# Set tasks:
[1] Give every section title named in the "Jump to" line at the top of the page about book indexes below.
[2] Decide whether each statement agrees with the page about book indexes below, answering yes or no and quoting the words that settle it: (a) David Holzgang usually asks publishers to let him choose a professional indexer. (b) The opening quotation comes from an 1897 Sears, Roebuck and Co. publication. (c) Holzgang considers indexes prepared by authors to be generally the best.

**** Document segment ****

Jump to: [ Authors' Perspectives || The Bottom Line: Impact on Sales || Automated, Computer-Generated Indexes ]

"If you don't find it in the Index, look very carefully through the entire catalog."

The above quote is from Consumer's Guide Sears, Roebuck and Co., 1897. If a professional indexer doesn't write an index for your book, you might want to consider adding a note like this one to your index. After all of your hard work, painstakingly writing your book, don't shoot yourself in your foot by excluding an index. Or worse, by including a less-than-useful index. (I feel this is worse because it gives your readers a false sense of security. They might trust your index to cover all issues after finding some topics in it, but after using it to find other topics, they'll be extremely frustrated by its inconsistencies.)


Authors' Perspectives

David Holzgang wrote an article for TidBits, in which he explains the importance of a professionally-written index from his perspective as an author:
The index for a book is one of the most important features that the book has. As a reader, I find a good index makes using a book a pleasure and a poor index makes finding anything a real chore. As a result, I usually ask publishers to let me pick a professional indexer and pay for the index out of my royalty account. This gives me some control over the index quality and ensures that I end up with an index that contributes to the book... Generally, in my experience, the worst indices are those prepared by authors. Indexing is a specialized skill, and deserves respect. (And, if you think authors work under deadline pressures, consider the indexer who generally has no more than a few days to index the book completely.)

**** Source excerpt ****

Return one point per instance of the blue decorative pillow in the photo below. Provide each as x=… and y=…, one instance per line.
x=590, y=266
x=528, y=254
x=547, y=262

****

# The results:
[1]
Authors' Perspectives
The Bottom Line: Impact on Sales
Automated, Computer-Generated Indexes

[2]
(a) Yes: "I usually ask publishers to let me pick a professional indexer"
(b) Yes: "Consumer's Guide Sears, Roebuck and Co., 1897"
(c) No: "the worst indices are those prepared by authors"